### A series of records:
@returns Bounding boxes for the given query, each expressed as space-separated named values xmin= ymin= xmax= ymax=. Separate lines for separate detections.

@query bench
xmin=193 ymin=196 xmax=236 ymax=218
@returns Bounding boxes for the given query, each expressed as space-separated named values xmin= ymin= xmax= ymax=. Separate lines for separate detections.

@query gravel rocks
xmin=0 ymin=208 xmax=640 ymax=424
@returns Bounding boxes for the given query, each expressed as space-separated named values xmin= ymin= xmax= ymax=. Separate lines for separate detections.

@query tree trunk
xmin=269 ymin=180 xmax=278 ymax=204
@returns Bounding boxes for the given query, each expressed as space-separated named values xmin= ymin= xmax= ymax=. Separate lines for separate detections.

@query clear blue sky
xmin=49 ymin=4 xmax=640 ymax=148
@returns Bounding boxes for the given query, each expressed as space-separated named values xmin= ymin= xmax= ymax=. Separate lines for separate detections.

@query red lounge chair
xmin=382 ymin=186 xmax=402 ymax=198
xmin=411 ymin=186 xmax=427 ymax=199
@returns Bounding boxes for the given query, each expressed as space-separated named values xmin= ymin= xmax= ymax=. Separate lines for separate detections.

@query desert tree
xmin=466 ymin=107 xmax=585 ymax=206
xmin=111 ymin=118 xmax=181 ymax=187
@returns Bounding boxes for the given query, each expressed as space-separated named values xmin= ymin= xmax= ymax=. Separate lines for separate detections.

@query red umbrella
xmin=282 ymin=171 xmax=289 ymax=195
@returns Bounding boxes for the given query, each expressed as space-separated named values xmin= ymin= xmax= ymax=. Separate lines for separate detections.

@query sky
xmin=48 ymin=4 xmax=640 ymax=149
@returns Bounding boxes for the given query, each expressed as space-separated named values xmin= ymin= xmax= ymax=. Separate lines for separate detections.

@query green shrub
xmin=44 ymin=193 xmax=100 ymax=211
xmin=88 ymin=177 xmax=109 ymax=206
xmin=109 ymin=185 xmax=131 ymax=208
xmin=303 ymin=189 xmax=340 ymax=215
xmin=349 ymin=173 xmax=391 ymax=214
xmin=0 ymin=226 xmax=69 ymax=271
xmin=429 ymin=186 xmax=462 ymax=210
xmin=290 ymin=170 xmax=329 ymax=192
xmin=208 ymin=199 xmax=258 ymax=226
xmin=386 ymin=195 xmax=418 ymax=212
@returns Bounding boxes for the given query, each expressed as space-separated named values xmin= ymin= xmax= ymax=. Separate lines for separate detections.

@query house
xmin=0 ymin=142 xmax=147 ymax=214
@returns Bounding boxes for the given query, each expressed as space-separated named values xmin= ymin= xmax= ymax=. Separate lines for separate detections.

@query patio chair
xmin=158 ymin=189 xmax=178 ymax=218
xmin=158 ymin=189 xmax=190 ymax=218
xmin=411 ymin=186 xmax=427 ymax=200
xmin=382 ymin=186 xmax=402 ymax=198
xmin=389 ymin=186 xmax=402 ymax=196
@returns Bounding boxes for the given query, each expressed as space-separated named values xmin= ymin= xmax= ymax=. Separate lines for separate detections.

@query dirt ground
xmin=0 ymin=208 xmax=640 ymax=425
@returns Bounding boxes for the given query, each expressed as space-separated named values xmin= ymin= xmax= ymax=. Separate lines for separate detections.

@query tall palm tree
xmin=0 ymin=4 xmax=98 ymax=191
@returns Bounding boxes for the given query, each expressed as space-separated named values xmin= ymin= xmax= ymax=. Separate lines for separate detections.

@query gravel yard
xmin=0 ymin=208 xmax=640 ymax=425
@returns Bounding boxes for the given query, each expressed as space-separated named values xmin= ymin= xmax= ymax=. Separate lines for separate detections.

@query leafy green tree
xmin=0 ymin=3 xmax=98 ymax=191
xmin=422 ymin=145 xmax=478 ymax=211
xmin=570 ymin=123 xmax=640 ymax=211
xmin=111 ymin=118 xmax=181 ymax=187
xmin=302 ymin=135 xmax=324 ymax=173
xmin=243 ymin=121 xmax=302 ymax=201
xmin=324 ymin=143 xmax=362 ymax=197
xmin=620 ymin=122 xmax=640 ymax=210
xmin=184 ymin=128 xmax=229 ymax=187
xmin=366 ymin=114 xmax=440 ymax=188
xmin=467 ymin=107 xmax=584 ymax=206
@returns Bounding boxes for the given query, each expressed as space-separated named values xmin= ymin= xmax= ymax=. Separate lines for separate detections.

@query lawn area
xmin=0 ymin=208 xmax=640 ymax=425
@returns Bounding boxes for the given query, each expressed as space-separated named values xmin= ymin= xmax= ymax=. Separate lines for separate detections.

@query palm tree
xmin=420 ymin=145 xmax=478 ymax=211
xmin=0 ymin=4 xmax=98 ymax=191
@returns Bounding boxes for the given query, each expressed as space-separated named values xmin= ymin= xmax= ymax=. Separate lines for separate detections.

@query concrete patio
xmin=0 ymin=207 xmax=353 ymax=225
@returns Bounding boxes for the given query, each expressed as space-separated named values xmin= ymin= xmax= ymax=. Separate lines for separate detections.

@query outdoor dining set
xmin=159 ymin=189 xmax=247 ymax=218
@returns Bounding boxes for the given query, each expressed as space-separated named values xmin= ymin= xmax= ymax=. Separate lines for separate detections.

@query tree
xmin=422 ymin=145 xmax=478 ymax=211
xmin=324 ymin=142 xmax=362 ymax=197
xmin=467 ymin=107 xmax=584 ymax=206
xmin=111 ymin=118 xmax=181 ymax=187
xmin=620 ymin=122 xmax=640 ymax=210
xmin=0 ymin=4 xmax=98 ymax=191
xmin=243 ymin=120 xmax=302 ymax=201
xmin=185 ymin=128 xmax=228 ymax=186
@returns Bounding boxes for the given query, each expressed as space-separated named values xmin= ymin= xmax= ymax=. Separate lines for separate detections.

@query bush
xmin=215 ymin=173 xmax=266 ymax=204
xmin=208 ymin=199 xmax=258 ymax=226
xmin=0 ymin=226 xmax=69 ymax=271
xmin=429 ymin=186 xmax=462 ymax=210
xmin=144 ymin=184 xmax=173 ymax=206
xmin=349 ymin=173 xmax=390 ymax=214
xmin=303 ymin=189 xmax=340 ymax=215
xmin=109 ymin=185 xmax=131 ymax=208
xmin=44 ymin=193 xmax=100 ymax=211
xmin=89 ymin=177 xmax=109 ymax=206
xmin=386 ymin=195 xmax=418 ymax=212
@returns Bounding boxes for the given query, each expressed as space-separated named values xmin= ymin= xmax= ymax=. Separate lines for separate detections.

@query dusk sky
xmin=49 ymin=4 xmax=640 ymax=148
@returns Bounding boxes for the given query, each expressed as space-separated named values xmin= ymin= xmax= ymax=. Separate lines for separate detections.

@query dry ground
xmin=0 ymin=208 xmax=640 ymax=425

### Written request:
Report every line of the items above that contains the string "gravel", copying each such line in full.

### Written answer:
@query gravel rocks
@query gravel yard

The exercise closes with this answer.